* [What you are asked to do]: Locate every line in the records below that contains the string "query", matching case exactly, and copy each of those lines.

# Start of Record list

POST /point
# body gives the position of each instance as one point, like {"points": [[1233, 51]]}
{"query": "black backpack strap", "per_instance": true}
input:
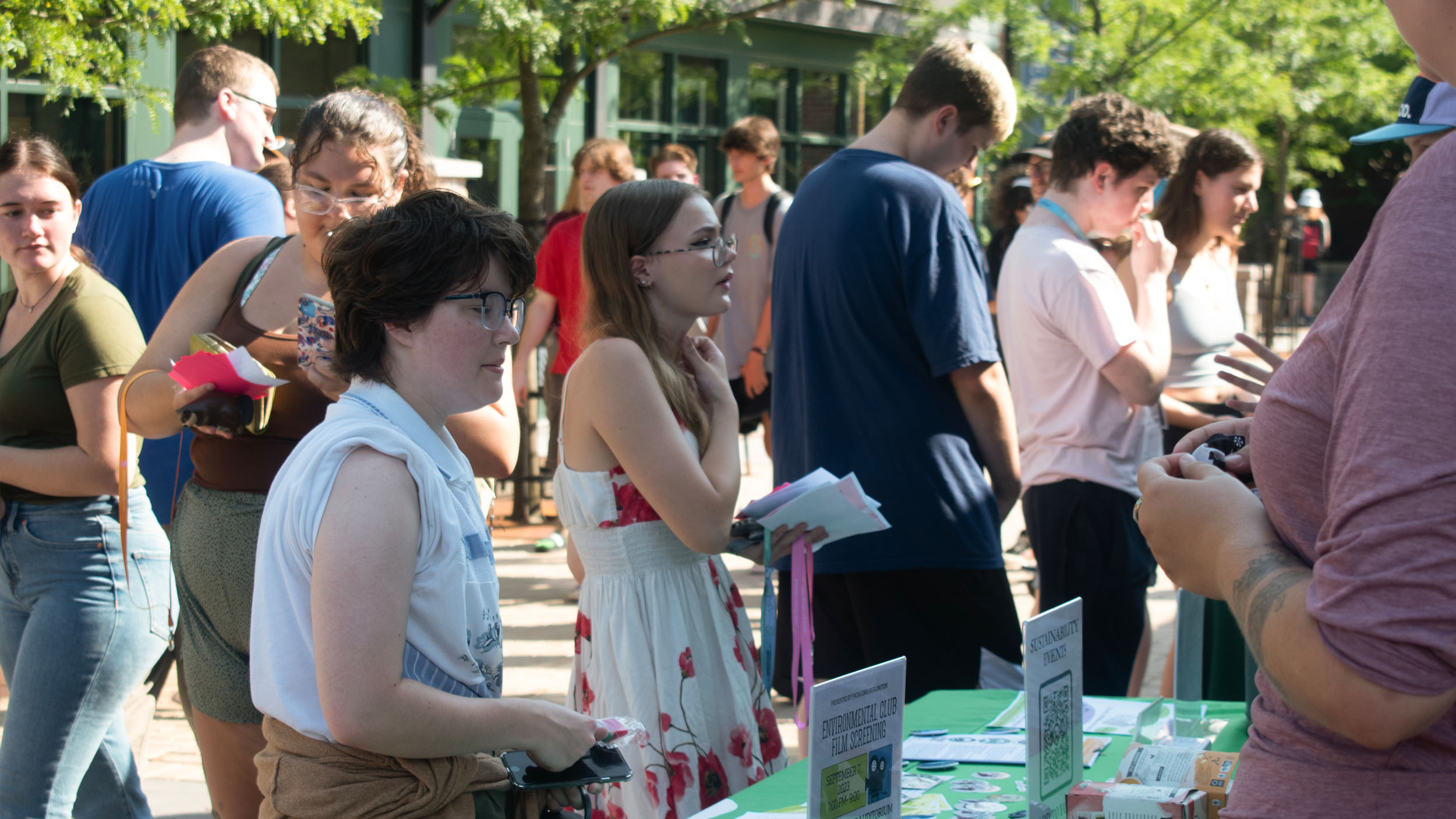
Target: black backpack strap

# End of Record list
# Start of Record list

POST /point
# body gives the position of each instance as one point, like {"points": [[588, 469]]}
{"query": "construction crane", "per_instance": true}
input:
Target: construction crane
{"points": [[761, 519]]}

# End of Record list
# Start of Record list

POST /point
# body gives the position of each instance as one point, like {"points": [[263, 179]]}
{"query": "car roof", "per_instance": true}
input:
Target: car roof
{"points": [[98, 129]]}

# End of Record list

* [Written response]:
{"query": "black backpack strap", "per_instance": true}
{"query": "construction crane", "per_instance": true}
{"query": "car roof", "per_instance": true}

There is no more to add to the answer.